### YOUR TASK
Rewrite all of the data below as a JSON list of strings, one string per line, leaving out any blank lines.
Start of EXERCISE MATERIALS
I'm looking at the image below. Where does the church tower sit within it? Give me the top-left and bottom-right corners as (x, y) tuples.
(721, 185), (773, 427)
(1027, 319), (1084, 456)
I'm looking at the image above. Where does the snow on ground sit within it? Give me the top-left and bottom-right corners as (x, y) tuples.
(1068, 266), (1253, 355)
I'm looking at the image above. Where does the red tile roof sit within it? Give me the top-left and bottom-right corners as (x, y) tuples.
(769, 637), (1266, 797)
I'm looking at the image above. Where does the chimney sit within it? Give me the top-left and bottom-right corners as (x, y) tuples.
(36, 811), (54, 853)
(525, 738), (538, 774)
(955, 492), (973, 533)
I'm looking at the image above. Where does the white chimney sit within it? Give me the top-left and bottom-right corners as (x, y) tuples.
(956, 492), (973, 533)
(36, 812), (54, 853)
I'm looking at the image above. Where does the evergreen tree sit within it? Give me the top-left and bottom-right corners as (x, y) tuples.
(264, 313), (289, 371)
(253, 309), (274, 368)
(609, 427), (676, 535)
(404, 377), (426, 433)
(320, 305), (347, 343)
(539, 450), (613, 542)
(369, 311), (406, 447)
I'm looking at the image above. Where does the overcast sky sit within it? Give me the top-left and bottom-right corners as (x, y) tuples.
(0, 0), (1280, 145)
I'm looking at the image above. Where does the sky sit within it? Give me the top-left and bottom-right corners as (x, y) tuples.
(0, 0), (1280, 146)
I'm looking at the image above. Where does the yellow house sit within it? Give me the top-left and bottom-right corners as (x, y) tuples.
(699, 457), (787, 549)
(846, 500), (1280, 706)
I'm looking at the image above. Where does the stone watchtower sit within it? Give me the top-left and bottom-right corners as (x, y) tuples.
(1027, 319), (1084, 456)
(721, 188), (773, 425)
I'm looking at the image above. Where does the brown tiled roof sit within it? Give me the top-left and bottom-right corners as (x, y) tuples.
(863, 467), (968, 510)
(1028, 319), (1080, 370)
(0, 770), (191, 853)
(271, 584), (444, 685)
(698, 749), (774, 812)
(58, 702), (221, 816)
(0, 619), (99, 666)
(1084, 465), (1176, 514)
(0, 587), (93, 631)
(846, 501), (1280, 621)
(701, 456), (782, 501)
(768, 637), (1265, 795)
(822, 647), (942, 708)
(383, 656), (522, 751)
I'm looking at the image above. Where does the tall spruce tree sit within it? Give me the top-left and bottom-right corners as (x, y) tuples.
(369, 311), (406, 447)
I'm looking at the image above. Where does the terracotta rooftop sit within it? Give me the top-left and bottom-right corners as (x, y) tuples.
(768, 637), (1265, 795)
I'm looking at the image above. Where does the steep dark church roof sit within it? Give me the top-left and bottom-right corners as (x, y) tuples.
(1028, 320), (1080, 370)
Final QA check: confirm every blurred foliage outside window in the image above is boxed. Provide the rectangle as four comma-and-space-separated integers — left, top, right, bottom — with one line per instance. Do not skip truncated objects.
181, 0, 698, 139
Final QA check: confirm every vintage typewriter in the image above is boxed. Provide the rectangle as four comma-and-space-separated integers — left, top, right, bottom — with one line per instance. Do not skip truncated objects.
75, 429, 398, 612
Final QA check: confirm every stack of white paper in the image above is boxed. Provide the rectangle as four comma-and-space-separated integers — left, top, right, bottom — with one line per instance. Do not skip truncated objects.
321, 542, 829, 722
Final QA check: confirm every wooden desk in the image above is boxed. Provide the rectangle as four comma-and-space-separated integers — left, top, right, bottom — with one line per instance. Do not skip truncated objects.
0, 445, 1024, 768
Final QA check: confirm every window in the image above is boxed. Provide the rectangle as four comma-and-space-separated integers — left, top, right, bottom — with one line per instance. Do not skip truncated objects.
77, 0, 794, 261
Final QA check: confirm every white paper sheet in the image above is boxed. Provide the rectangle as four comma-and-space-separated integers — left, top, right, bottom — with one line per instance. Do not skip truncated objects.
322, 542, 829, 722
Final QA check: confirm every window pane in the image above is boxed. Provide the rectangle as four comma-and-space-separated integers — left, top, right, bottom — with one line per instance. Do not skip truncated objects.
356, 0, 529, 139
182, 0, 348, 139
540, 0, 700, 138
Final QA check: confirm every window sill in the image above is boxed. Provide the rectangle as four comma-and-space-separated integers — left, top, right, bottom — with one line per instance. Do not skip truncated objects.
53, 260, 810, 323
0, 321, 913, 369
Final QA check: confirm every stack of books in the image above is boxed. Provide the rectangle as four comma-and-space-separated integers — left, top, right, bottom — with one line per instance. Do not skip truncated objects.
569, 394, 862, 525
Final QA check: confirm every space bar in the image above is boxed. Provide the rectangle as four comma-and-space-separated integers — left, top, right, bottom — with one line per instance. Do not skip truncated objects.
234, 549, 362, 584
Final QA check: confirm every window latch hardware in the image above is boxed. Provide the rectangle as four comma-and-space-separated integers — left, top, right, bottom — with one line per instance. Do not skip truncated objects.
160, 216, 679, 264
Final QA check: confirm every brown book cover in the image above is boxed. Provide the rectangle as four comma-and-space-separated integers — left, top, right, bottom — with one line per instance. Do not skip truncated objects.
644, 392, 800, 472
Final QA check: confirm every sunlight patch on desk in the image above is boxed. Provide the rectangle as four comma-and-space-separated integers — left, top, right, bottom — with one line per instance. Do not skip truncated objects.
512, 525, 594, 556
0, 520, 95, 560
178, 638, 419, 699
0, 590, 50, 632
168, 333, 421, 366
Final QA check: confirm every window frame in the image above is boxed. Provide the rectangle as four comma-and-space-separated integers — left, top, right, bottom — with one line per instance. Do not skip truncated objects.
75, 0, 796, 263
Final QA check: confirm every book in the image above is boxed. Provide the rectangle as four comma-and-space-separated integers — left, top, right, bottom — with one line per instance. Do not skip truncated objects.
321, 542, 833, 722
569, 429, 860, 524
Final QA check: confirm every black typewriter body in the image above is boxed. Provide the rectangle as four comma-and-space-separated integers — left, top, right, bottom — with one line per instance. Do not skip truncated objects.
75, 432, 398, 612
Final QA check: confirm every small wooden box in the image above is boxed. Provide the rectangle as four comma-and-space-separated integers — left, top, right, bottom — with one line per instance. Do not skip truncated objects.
End of EXERCISE MATERIALS
### SOLVED PROBLEM
[
  "I'm looking at the image below. Where does the church tower sit within it? Give me the top-left and bottom-right corners as (x, y) tuples.",
  "(721, 185), (773, 427)",
  "(1027, 319), (1084, 456)",
  "I'm looking at the image above. Where does the snow on ground sit within it? Give me the top-left and bottom-right corners as (x, y) tuples.",
  "(1068, 266), (1253, 355)",
  "I'm looking at the image above. Where does the red tile roof sit within it? Give me the top-left and bottom-right corners as (x, y) tuples.",
  "(769, 637), (1266, 797)",
  "I'm looking at the image above. Where does the chimney sit within it? Give me the top-left and bottom-right corners as (x, y) tuples.",
  "(36, 811), (54, 853)",
  "(525, 738), (538, 774)",
  "(955, 492), (973, 533)",
  "I'm looking at the image above. Where does the white chimney sit within it? Give me the top-left and bottom-right corners as (x, y) tuples.",
  "(956, 492), (973, 533)",
  "(36, 812), (54, 853)",
  "I'm looking at the image above. Where does the evergreen tree sit within it? Give me the top-left and bottom-right corners as (x, y) tuples.",
  "(264, 313), (289, 371)",
  "(253, 309), (274, 368)",
  "(609, 427), (676, 535)",
  "(404, 377), (426, 433)",
  "(320, 305), (347, 343)",
  "(539, 450), (613, 542)",
  "(369, 311), (406, 447)",
  "I'm looking at the image above. Where does the overcast sky sit within it? Give me the top-left and bottom-right corners as (x, y) tuples.",
  "(0, 0), (1280, 145)",
  "I'm looking at the image above. Where does the sky sit within it? Give me the top-left and bottom-right corners as (x, y) tuples.",
  "(0, 0), (1280, 146)",
  "I'm looking at the image above. Where does the yellow house sit within it? Give me the top-left and bottom-right corners as (x, y) tuples.",
  "(699, 457), (787, 549)",
  "(846, 500), (1280, 706)",
  "I'm looking at the image above. Where does the stone watchtower sit within it? Give me the top-left and bottom-right corners as (x, y) tuples.",
  "(1027, 319), (1084, 456)",
  "(721, 188), (773, 425)",
  "I'm looking at the image above. Where does the brown tiled roof sit within it? Give me the top-left and bottom-right corners as (x, y) tuples.",
  "(863, 467), (968, 510)",
  "(1028, 319), (1080, 370)",
  "(0, 770), (191, 853)",
  "(271, 584), (444, 685)",
  "(698, 749), (774, 812)",
  "(58, 702), (221, 816)",
  "(0, 619), (99, 666)",
  "(1084, 465), (1176, 514)",
  "(0, 587), (93, 631)",
  "(846, 501), (1280, 621)",
  "(701, 456), (782, 501)",
  "(768, 637), (1265, 795)",
  "(822, 647), (942, 708)",
  "(383, 656), (522, 751)",
  "I'm looking at the image above. Where does the tall spruce tree sit within it? Give me the top-left and bottom-right corners as (x, y) tuples.",
  "(369, 311), (406, 447)",
  "I'm looking at the image above. Where does the terracotta rooftop sit within it? Give me the top-left and bottom-right corners as (x, y) tuples.",
  "(768, 637), (1265, 795)",
  "I'm looking at the image above. Where does the steep dark church roof sit within it? Give me the top-left and bottom-right corners as (x, y) tuples.",
  "(1028, 320), (1080, 370)",
  "Final QA check: confirm every blurred foliage outside window in the image above is boxed. Provide the rectangle as four comma-and-space-separated integers — left, top, right, bottom — with one line per instance. Do not skip truncated objects.",
  "181, 0, 698, 139",
  "Final QA check: confirm every vintage typewriter in the image above is boxed. Provide the rectangle as four comma-and-space-separated integers — left, top, right, bottom — with one line per instance. Do not skip truncated objects.",
  "75, 429, 398, 612",
  "Final QA check: confirm every stack of white paper in the image above is boxed. Provide the rectangle as four comma-and-space-separated integers — left, top, right, bottom — with one line per instance. Do not skip truncated objects.",
  "321, 542, 829, 722",
  "Final QA check: confirm every wooden desk in the image above is boxed. Provide the rectangle as four comma-and-space-separated integers — left, top, right, bottom — with one line per instance. Do not skip truncated objects.",
  "0, 445, 1024, 768",
  "Final QA check: confirm every window in the image above is boxed. Provide the rectangle as four comma-and-space-separated integers — left, top, right, bottom — with one line per instance. Do not skip truncated objects.",
  "77, 0, 794, 261",
  "Final QA check: confirm every white paper sheet in the image above is boxed. Provide the rectangle as four comma-and-space-separated integers — left, top, right, bottom — with one line per instance. Do not skip truncated objects.",
  "322, 542, 829, 722",
  "Final QA check: confirm every window pane in the image above is boxed. Provide the rectangle as four comma-and-space-separated integers — left, top, right, bottom — with one line per instance. Do not skip truncated objects.",
  "356, 0, 529, 139",
  "182, 0, 348, 139",
  "540, 0, 700, 138",
  "Final QA check: confirm every window sill in the image above is boxed. Provide the rectangle as four comma-and-space-separated integers — left, top, right, bottom — with one line per instance. Do not skip truncated objects.",
  "53, 260, 810, 323",
  "0, 321, 913, 369",
  "Final QA check: confirm every stack of books in the image above is boxed. Provide the rectangle as four comma-and-space-separated integers — left, top, right, bottom — with one line per instance. Do not skip truncated objects.",
  "569, 394, 862, 525",
  "Final QA check: confirm every space bar in the image above is boxed. Provide the rectangle as four comma-and-space-separated integers — left, top, right, bottom — with one line per instance. Do not skip truncated objects.",
  "234, 549, 362, 584",
  "Final QA check: confirm every window latch hardware in the image above is boxed. Provide the rectangle as four comma-and-space-separated integers — left, top, right, bottom — with one line per instance. Do not skip truncated objects.",
  "160, 216, 679, 264",
  "Final QA check: confirm every brown book cover in the image above is boxed. Provide the rectangle as four comma-and-space-separated integers — left, top, right, bottom — with one line per instance. Do not skip truncated objects.",
  "644, 392, 800, 472",
  "Final QA check: confirm every sunlight patch on desk in the image above is boxed. Provide the rectangle as four comma-and-space-separated integers — left, top, right, bottom — with one line per instance. Do not skip truncated objects.",
  "512, 525, 594, 556",
  "0, 520, 95, 560",
  "178, 638, 419, 699",
  "0, 590, 50, 632",
  "168, 333, 421, 366",
  "Final QA check: confirm every window frame in the image above is boxed. Provide the rectangle as four comma-and-space-separated integers — left, top, right, bottom — with one line per instance. Do not skip truncated objects.",
  "75, 0, 796, 263",
  "Final QA check: confirm every book in the image above is boxed. Provide the rectangle as four comma-and-space-separated integers — left, top, right, bottom — with one line per instance. Do not skip truncated objects.",
  "321, 542, 833, 722",
  "569, 429, 860, 524",
  "Final QA check: confirm every black typewriter body in the image above is boxed. Provide the rectangle as four comma-and-space-separated integers — left, top, right, bottom — with one line per instance. Do not skip truncated objects.",
  "75, 432, 398, 612",
  "Final QA check: confirm every small wooden box in the image above is boxed. Provide the rectangle as four comma-and-space-separated integers — left, top, right, bottom — with one line per instance. Do not skip truncated objects."
]